§ **Goal**
Every entry below should be transcribed exactly; pictures stay out of the copy.

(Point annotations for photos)
⁂

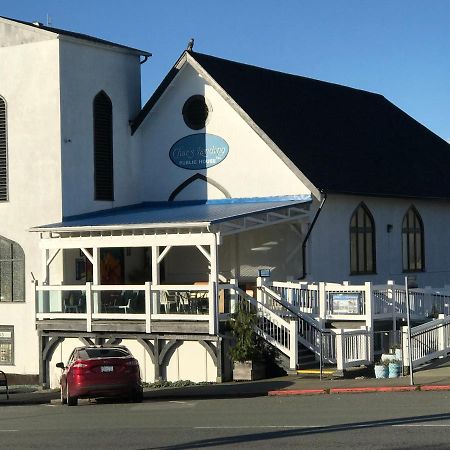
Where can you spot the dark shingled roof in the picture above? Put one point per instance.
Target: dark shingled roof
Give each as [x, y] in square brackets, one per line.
[78, 36]
[343, 140]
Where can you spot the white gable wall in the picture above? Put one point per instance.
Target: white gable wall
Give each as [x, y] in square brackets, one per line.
[29, 84]
[85, 71]
[329, 245]
[251, 168]
[13, 33]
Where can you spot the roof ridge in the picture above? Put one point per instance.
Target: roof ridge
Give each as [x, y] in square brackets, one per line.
[76, 35]
[280, 73]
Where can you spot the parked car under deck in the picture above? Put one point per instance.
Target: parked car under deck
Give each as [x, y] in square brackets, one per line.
[97, 371]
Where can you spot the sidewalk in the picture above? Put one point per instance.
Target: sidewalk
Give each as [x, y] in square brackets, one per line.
[435, 376]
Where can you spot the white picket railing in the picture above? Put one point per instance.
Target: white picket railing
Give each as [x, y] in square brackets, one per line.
[345, 348]
[276, 330]
[389, 300]
[428, 341]
[151, 302]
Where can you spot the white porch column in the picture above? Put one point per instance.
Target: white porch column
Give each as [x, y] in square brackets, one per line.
[156, 279]
[213, 289]
[44, 268]
[96, 277]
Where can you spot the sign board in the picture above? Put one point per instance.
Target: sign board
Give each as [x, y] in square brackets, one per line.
[199, 151]
[347, 303]
[264, 273]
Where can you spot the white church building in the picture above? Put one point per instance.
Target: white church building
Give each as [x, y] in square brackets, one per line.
[146, 225]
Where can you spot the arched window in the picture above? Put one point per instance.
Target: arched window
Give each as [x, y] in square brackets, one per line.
[3, 152]
[12, 271]
[362, 242]
[413, 242]
[103, 148]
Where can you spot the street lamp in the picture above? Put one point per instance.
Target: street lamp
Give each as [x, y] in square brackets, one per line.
[410, 283]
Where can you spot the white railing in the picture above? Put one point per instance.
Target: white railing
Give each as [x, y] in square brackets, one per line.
[276, 330]
[345, 348]
[127, 302]
[390, 301]
[326, 300]
[428, 341]
[353, 348]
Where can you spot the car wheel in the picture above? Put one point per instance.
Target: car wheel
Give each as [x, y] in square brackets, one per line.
[63, 399]
[137, 396]
[71, 401]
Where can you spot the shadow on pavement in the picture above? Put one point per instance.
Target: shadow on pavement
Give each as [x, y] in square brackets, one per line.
[241, 389]
[241, 439]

⁂

§ **Solution to this problem**
Where can you spot the dark shingled roof in the picture above? Put one point per instance.
Target: dark shingled roof
Give each as [x, y] in square brackets, one per line.
[78, 36]
[343, 140]
Where can you spot the white gable wall in the picture above? Put one point per instance.
Target: white gable wall
Give each as [x, y] in square brackets, one per line.
[29, 84]
[85, 71]
[329, 245]
[251, 168]
[13, 33]
Where can you spot the roof ridge in the picture above? Put one point per instance.
Target: roof ridge
Give each as [x, y] in square brackets, one per line.
[76, 35]
[280, 73]
Where can you spot the parked car under deck in the picture above? Put one point per instance.
Target: parked car under deck
Give each as [x, y] in square brackets, one per line.
[97, 371]
Where can you spot the sidewalk in the picture above? Put one point per instance.
Target: sidewalk
Give each as [x, y] in square brackets, one per line.
[435, 376]
Where can you spot the white picket railing in the picture above? Put one point per instance.
Target: white picket railing
Give each as [x, y] in square brackets, one per line.
[345, 348]
[276, 330]
[389, 300]
[428, 341]
[151, 302]
Where can you spot the white porch column in the picture above? Put one point per instance.
Target: white porch column
Give each as [x, y] in square brackets, one per line.
[156, 279]
[213, 289]
[44, 268]
[96, 277]
Where can you spot the sign board in the picture above? Put one point per instance.
Target: sign board
Give each as [x, y] in square brackets, one per line.
[199, 151]
[347, 303]
[264, 273]
Where can you spot the white church building in the picture above? Put one point per instance.
Target: white church building
Give each as [x, y] in square brackets, one per line.
[146, 225]
Where can you spot the arched window in the picture above? Put one point per instance.
Target: arched window
Give each as [x, y] in square brackets, one per line.
[3, 152]
[12, 271]
[362, 242]
[413, 242]
[103, 148]
Where can you spot the street lamp in the picture above? Put one point per instance.
Target: street lamp
Give each as [x, y] in square brackets, one per line.
[410, 283]
Where can you spot the white railing in the picture above? Put one point per instance.
Target: white railing
Give each as [x, y] in square brackets, one per line.
[276, 330]
[345, 348]
[127, 302]
[390, 301]
[326, 300]
[428, 341]
[353, 348]
Where can you spot the car wheel in the picture above? Put one point per instance.
Target: car wheel
Give each as [x, y] in square brackets, one per line.
[63, 399]
[137, 396]
[71, 401]
Where can you spot the shadow on pavement in the picture above? Put one point per instance.
Target: shadow on pavement
Give each as [x, y] in square brackets, one per line.
[241, 389]
[241, 439]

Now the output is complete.